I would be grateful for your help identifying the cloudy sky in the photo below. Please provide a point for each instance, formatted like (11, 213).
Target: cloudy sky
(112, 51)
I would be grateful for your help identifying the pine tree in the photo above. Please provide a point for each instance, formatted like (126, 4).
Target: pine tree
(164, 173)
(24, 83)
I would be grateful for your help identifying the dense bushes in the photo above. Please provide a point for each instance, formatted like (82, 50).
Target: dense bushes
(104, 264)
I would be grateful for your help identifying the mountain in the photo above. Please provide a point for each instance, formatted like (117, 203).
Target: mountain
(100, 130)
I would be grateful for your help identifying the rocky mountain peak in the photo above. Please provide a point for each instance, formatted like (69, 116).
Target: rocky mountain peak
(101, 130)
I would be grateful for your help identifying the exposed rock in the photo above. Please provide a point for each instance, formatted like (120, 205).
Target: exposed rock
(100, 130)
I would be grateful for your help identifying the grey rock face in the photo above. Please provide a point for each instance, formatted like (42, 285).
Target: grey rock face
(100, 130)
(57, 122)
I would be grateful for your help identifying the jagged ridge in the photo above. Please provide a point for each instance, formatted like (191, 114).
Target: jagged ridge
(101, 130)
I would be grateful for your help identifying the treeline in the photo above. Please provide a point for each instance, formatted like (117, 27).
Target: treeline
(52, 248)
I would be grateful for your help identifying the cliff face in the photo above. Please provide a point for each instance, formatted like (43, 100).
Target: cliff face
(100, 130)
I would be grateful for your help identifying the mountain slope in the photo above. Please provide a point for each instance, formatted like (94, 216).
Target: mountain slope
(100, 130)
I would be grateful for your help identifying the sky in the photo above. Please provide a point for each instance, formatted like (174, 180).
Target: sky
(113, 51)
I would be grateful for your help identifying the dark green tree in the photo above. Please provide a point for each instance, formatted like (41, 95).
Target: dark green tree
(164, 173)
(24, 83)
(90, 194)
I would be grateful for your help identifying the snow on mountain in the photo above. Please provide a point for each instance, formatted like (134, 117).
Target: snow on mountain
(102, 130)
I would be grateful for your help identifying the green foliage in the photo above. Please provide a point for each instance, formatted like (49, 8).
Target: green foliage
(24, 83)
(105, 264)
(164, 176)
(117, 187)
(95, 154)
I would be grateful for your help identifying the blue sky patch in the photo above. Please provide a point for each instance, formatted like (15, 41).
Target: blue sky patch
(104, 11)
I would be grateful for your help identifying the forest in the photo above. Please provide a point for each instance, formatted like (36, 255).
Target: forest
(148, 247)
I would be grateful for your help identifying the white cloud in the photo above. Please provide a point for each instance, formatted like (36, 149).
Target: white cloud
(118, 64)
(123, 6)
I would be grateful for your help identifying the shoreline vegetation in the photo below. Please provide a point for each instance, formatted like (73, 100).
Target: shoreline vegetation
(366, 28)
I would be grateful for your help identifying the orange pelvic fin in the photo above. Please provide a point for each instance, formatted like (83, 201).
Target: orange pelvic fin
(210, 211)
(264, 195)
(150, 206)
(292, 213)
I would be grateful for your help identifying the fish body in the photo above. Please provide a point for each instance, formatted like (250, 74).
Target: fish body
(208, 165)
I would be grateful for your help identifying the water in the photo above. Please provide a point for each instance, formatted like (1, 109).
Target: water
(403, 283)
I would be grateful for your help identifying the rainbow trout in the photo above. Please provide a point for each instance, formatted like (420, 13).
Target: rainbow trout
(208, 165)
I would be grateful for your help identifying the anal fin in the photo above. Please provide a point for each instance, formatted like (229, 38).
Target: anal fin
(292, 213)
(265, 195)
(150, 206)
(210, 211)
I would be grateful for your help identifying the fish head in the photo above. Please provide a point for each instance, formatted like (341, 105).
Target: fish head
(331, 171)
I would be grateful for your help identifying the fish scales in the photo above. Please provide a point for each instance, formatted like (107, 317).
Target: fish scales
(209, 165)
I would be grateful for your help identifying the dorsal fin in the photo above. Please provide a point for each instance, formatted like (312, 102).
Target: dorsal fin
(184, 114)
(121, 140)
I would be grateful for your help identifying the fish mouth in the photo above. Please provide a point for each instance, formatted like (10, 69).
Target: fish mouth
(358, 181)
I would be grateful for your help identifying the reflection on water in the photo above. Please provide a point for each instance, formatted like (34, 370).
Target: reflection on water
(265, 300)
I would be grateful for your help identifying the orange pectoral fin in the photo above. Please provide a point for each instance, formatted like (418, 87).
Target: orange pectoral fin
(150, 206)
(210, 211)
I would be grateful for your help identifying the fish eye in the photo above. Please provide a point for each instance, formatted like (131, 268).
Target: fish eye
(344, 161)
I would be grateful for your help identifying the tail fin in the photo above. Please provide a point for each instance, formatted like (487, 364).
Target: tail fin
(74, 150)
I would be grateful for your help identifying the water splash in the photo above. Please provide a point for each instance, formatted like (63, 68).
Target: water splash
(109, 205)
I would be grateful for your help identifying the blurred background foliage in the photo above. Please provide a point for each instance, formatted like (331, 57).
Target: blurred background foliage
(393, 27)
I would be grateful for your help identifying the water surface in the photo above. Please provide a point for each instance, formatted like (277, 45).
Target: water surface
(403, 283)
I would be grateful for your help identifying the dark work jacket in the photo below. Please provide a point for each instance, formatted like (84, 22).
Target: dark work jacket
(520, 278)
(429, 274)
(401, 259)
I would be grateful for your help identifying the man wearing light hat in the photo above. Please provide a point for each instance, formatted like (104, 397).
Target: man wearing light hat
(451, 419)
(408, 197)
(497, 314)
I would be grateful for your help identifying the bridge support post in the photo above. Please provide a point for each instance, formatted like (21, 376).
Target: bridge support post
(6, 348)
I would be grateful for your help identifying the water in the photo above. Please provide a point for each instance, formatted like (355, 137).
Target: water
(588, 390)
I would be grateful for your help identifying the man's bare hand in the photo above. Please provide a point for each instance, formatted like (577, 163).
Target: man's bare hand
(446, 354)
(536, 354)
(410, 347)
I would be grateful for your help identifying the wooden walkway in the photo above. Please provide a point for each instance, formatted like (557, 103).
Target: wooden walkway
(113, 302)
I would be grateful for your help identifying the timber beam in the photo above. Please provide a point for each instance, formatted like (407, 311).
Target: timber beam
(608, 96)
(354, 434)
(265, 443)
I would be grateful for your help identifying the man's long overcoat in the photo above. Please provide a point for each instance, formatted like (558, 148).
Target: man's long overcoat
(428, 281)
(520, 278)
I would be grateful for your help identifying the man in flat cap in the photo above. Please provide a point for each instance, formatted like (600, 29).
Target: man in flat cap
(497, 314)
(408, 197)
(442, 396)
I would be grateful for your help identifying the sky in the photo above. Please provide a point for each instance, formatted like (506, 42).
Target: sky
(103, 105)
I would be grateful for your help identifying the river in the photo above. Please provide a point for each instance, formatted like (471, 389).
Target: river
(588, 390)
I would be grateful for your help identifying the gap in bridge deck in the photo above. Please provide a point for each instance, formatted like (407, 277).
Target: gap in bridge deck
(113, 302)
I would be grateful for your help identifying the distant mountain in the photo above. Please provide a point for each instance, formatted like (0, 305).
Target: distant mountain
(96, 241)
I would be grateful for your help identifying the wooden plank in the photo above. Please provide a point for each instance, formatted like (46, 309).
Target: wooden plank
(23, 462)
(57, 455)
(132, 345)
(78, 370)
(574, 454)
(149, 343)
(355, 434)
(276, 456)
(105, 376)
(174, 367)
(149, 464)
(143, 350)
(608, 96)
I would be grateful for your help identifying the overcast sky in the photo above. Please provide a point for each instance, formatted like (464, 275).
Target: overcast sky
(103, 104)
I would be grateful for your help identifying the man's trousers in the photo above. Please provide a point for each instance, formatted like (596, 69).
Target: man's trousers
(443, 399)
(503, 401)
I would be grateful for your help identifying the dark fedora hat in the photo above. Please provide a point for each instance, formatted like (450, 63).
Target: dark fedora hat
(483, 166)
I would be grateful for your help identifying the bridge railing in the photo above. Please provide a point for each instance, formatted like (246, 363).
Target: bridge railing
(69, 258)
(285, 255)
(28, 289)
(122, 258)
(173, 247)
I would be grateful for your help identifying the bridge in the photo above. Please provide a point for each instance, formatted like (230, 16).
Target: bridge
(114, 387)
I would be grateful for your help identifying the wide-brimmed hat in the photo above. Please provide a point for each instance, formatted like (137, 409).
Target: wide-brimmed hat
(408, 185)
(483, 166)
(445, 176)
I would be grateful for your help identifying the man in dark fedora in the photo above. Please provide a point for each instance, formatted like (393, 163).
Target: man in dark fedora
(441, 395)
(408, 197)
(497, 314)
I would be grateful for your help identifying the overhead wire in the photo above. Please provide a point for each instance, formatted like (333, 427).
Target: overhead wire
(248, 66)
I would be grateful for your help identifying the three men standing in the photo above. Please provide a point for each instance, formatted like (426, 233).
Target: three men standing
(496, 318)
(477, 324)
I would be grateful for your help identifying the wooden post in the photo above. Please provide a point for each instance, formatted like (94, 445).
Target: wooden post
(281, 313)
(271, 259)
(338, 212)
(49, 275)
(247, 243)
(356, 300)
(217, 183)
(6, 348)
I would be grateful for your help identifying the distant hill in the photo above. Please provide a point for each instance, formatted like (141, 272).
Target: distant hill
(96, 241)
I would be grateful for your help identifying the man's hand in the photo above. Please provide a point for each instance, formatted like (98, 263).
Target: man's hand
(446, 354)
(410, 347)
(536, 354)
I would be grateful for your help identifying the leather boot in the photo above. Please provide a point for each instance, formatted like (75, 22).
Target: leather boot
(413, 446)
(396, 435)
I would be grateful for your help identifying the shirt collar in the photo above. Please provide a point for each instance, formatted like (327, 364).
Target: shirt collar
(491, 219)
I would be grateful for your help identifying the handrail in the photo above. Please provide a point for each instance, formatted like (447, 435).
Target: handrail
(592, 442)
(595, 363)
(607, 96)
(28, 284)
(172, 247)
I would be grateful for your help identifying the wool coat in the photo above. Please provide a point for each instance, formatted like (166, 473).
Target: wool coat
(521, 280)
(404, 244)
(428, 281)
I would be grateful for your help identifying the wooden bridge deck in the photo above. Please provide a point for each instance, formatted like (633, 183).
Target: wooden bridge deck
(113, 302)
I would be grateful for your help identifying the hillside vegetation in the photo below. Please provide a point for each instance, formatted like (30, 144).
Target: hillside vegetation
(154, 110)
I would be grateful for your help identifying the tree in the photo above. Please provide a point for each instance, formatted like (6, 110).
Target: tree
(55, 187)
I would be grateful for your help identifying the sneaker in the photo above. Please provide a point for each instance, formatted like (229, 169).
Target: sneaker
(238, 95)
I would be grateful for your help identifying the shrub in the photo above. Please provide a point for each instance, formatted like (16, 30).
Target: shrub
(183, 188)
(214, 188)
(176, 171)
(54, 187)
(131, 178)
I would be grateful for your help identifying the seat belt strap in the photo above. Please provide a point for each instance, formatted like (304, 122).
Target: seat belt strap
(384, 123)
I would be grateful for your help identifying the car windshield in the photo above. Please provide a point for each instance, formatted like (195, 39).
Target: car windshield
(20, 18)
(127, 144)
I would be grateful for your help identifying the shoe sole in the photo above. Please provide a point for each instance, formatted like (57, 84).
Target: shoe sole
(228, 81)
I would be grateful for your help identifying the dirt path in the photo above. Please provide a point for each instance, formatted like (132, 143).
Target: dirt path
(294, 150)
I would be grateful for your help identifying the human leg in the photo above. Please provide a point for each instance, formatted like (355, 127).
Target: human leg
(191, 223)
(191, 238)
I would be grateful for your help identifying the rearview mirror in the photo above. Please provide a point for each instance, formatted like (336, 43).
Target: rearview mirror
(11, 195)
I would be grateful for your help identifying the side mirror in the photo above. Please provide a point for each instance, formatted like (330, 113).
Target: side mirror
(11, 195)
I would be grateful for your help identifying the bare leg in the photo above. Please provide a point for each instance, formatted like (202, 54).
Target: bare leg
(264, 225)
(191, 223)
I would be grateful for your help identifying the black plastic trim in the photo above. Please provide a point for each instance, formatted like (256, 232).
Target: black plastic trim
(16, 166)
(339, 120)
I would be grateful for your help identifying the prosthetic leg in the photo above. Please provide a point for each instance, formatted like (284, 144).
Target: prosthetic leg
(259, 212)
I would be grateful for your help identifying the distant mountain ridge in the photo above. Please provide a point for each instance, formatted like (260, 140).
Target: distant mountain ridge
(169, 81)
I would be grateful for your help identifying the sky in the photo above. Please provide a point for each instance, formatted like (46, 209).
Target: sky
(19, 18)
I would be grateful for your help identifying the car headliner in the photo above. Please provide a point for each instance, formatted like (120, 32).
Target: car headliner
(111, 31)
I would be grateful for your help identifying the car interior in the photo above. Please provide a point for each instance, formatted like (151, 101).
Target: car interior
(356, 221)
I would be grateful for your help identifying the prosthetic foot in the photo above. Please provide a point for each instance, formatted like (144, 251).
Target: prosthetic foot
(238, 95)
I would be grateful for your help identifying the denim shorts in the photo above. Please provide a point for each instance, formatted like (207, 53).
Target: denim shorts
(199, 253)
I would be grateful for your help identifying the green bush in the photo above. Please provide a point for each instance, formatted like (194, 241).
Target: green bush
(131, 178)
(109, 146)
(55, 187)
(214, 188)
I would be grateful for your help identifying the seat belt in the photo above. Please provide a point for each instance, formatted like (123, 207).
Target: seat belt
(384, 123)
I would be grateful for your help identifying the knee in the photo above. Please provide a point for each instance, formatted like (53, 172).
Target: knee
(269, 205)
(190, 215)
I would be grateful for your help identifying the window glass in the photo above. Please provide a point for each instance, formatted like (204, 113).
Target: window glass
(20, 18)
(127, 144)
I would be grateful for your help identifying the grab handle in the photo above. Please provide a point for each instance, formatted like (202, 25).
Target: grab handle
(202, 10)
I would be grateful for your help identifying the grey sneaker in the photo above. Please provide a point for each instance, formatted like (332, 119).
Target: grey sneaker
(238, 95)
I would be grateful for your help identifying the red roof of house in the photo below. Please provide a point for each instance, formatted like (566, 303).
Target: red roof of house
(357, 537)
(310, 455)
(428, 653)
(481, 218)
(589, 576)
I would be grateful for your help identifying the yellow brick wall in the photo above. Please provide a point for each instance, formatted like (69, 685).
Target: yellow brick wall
- - -
In the listing above, find the line containing "I would be grateful for your help identifying the wide-brimmed" and the line containing "I would be grateful for your help identifying the wooden post", then repeat those two lines and everything between them exactly.

I would be grateful for your help identifying the wide-brimmed hat in the photo above. Please provide a point for each instance, formatted like (137, 409).
Target: wide-brimmed hat
(408, 185)
(483, 166)
(445, 176)
I would be grateful for your help identifying the man in dark fedora in the photo above. Please provide a point for each instance, formatted like (393, 163).
Target: man in dark fedora
(441, 395)
(408, 197)
(497, 314)
I would be grateful for your help identifying the overhead wire in the photo above. Please provide a point for each instance, formatted like (333, 427).
Target: overhead wire
(248, 66)
I would be grateful for your help identifying the three men standing in the photo above. Please provide a point for each instance, formatted like (426, 233).
Target: three men standing
(496, 318)
(477, 324)
I would be grateful for your help identifying the wooden post in the photo above. Please provide a point for each instance, formatted like (94, 445).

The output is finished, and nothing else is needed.